(Source records)
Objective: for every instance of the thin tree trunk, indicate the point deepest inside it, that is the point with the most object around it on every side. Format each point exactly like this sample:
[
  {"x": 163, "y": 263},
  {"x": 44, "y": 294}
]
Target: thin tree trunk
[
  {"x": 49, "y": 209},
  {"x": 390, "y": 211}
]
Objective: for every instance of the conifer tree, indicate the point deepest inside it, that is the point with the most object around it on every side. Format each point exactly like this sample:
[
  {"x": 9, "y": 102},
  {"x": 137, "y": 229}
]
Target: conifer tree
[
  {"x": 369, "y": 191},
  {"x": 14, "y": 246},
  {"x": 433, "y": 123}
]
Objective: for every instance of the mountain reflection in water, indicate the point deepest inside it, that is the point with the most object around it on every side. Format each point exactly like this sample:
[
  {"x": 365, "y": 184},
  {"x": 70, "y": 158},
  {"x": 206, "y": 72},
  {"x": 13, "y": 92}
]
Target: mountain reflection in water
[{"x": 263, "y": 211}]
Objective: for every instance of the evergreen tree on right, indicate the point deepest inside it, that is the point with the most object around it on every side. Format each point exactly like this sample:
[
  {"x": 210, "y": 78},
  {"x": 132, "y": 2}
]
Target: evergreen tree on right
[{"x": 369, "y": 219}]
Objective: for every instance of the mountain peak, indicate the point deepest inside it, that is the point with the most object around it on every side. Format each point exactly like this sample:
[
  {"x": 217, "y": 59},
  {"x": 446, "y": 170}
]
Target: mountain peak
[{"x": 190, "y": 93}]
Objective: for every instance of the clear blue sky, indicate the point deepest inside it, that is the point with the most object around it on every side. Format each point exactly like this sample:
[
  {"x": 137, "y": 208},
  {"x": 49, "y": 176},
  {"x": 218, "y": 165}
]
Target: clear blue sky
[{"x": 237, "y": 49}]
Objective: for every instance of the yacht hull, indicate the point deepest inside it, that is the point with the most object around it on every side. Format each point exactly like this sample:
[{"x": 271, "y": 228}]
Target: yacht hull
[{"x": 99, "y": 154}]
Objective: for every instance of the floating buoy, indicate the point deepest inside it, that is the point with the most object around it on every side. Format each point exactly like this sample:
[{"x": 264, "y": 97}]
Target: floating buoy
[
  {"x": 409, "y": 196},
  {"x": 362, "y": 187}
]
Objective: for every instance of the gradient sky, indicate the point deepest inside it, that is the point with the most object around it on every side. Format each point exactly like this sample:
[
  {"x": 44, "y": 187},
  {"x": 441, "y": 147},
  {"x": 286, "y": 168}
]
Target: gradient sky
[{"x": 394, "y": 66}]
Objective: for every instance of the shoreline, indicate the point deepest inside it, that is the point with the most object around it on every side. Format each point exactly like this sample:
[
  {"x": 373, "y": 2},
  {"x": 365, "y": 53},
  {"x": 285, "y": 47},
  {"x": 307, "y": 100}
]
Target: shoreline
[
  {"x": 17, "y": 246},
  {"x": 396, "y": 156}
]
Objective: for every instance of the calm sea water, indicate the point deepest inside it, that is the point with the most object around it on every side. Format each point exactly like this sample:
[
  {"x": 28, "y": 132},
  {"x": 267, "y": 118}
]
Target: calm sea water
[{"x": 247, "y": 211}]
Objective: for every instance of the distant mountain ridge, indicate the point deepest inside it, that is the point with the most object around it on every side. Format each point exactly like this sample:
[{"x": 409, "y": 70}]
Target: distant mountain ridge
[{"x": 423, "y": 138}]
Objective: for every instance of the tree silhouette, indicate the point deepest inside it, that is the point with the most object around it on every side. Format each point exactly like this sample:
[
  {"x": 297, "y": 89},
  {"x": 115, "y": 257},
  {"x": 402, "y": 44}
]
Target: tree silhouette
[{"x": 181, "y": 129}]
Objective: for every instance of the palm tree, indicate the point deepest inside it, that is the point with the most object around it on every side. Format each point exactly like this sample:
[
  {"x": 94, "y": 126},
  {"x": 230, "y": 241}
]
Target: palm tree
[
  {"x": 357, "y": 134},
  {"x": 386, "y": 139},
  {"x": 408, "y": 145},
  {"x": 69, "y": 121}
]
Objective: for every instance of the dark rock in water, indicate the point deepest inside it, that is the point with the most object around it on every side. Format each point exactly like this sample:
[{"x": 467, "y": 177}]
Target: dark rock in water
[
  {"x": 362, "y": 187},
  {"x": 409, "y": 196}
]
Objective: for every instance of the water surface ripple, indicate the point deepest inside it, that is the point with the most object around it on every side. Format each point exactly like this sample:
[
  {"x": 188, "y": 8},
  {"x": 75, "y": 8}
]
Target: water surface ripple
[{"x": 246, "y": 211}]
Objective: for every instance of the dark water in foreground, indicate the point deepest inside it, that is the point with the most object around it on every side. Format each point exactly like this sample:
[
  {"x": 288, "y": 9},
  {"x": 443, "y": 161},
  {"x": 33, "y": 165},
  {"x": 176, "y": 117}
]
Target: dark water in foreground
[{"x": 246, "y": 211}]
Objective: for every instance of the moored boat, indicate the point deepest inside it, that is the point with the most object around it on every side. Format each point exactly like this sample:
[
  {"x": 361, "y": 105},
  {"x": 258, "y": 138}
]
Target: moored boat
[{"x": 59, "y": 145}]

Task instructions:
Repeat the records verbatim, every one of them.

Exercise response:
Objective: for every instance of the thin tree trunk, indicate the point deepest inside it, that is the point with the most object around it on every side. Format each point exactly like this sample:
[
  {"x": 163, "y": 263},
  {"x": 44, "y": 294}
]
Target: thin tree trunk
[
  {"x": 49, "y": 209},
  {"x": 390, "y": 211}
]
Objective: for every instance of the conifer tree, indicate the point deepest inside it, that is the point with the most object around it on every side. Format each point exactly like this sample:
[
  {"x": 9, "y": 102},
  {"x": 137, "y": 229}
]
Target: conifer tree
[
  {"x": 369, "y": 191},
  {"x": 14, "y": 246},
  {"x": 433, "y": 123}
]
Objective: for every instance of the mountain reflection in water, indicate the point deepest inside it, that is the point with the most object around it on every side. Format each point exactly like this sample:
[
  {"x": 365, "y": 184},
  {"x": 70, "y": 158},
  {"x": 206, "y": 72},
  {"x": 13, "y": 92}
]
Target: mountain reflection in water
[{"x": 263, "y": 211}]
Objective: for every instance of the evergreen tree on right, indicate the point deepest inside it, that is the point with the most object around it on every side. Format each point exactly like this sample:
[
  {"x": 210, "y": 78},
  {"x": 132, "y": 2}
]
Target: evergreen tree on right
[{"x": 369, "y": 219}]
Objective: for every instance of the mountain peak, indicate the point deepest inside it, that is the point with the most object around it on every side. Format each point exactly like this sample:
[
  {"x": 217, "y": 59},
  {"x": 446, "y": 170}
]
Target: mountain peak
[{"x": 190, "y": 93}]
Objective: for every instance of the clear blue sky, indicate the point deepest inside it, that is the point with the most object around it on every side. Format each point exactly like this sample:
[
  {"x": 137, "y": 208},
  {"x": 49, "y": 176},
  {"x": 218, "y": 165}
]
Target: clear blue sky
[{"x": 237, "y": 49}]
Objective: for every instance of the yacht hull, indicate the point deepest inside it, that is the point with the most object around it on every side. Format each point exactly like this sample:
[{"x": 271, "y": 228}]
Target: yacht hull
[{"x": 99, "y": 154}]
Objective: for every instance of the floating buoy, indicate the point deepest inside it, that is the point with the most object around it on every side. Format each point exactly like this sample:
[{"x": 264, "y": 97}]
Target: floating buoy
[
  {"x": 409, "y": 196},
  {"x": 362, "y": 187}
]
Objective: for every instance of the gradient sky, indicate the point deepest inside it, that is the point with the most object around it on every side. Format each point exactly like this sample:
[
  {"x": 44, "y": 187},
  {"x": 441, "y": 147},
  {"x": 286, "y": 168}
]
Target: gradient sky
[{"x": 394, "y": 66}]
Objective: for every instance of the shoreline, indicate the point deepest inside it, that is the point with the most object around it on every side. Format each point exactly like this sample:
[
  {"x": 373, "y": 2},
  {"x": 365, "y": 53},
  {"x": 285, "y": 47},
  {"x": 307, "y": 100}
]
Target: shoreline
[
  {"x": 17, "y": 246},
  {"x": 396, "y": 156}
]
Objective: for every instance of the calm sea water, indicate the point deepest inside it, that is the point with the most object around it on every side. Format each point exactly like this sample:
[
  {"x": 28, "y": 132},
  {"x": 267, "y": 118}
]
Target: calm sea water
[{"x": 247, "y": 211}]
Objective: for every instance of the distant mountain ridge, indicate the point deepest inside it, that is the point with the most object around it on every side. Format each point exactly like this sample:
[{"x": 409, "y": 70}]
Target: distant mountain ridge
[{"x": 423, "y": 138}]
Objective: for every instance of the tree silhouette, indicate the point deepest inside it, that is the point with the most object around it on every side. Format each point exactly like this sample:
[
  {"x": 297, "y": 89},
  {"x": 115, "y": 257},
  {"x": 402, "y": 44}
]
Target: tree silhouette
[{"x": 181, "y": 129}]
Objective: for every instance of the palm tree, indicate the point deepest inside it, that is the point with the most object around it on every side. Format each point exactly like this sample:
[
  {"x": 94, "y": 126},
  {"x": 230, "y": 241}
]
Target: palm tree
[
  {"x": 357, "y": 134},
  {"x": 386, "y": 139},
  {"x": 408, "y": 145},
  {"x": 69, "y": 121}
]
Objective: for every instance of the dark rock in water, indicate the point deepest inside it, that is the point with the most object around it on every side. Format each point exactly like this sample:
[{"x": 467, "y": 177}]
Target: dark rock in water
[
  {"x": 362, "y": 187},
  {"x": 409, "y": 196}
]
Objective: for every instance of the water surface ripple, indicate the point deepest inside it, that is the point with the most object around it on every side. Format each point exactly like this sample:
[
  {"x": 188, "y": 8},
  {"x": 75, "y": 8}
]
Target: water surface ripple
[{"x": 246, "y": 211}]
Objective: for every instance of the dark water in foreground, indicate the point deepest inside it, that is the point with the most object around it on every side. Format each point exactly like this sample:
[
  {"x": 288, "y": 9},
  {"x": 443, "y": 161},
  {"x": 33, "y": 165},
  {"x": 176, "y": 117}
]
Target: dark water in foreground
[{"x": 246, "y": 211}]
Objective: for every instance of the moored boat, indicate the point deepest inside it, that is the point with the most object around it on every side. Format each point exactly like this sample:
[
  {"x": 361, "y": 105},
  {"x": 258, "y": 138}
]
Target: moored boat
[{"x": 59, "y": 145}]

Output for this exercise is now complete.